— Begin —
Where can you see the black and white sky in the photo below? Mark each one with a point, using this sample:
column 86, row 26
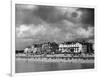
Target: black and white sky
column 37, row 23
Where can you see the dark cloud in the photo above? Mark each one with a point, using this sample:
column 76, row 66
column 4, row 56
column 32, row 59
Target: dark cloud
column 88, row 16
column 48, row 14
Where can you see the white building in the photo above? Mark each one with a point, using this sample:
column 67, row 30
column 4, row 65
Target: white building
column 76, row 47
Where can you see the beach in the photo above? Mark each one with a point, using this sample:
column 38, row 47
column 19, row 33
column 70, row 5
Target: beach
column 39, row 63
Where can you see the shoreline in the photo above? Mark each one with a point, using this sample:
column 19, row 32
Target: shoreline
column 45, row 60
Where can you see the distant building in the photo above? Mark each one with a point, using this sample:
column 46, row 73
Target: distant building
column 70, row 47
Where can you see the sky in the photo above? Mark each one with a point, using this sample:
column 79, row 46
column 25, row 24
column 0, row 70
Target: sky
column 38, row 23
— End —
» DESCRIPTION OF THE TASK
Keep every word of the data as it is when you write it out, but drop the pictures.

» THE SOLUTION
Where can you see the black and white sky in the photo below? Mark each one with a point, using this sample:
column 86, row 26
Target: black and white sky
column 37, row 23
Where can you see the dark cloud in the photo above? Mark each one with a point, using this sample:
column 76, row 66
column 4, row 56
column 32, row 59
Target: dark cloud
column 88, row 16
column 48, row 14
Where can you see the white building in the photo above? Mark each one with a point, using this sample:
column 67, row 30
column 4, row 65
Target: white building
column 76, row 47
Where can you see the beach in the photo above? Mark each one with a point, using this sample:
column 38, row 47
column 19, row 33
column 70, row 5
Target: beach
column 39, row 63
Where can you see the shoreline in the photo above? Mark each one with a point, using this sample:
column 19, row 32
Target: shoreline
column 45, row 60
Where can you see the distant building in the photo above? Mark each one with a point, using this sample:
column 46, row 73
Target: distant building
column 70, row 47
Where can you see the sky in the photo above? Mark each one with a point, using this sample:
column 79, row 46
column 25, row 24
column 0, row 70
Target: sky
column 38, row 23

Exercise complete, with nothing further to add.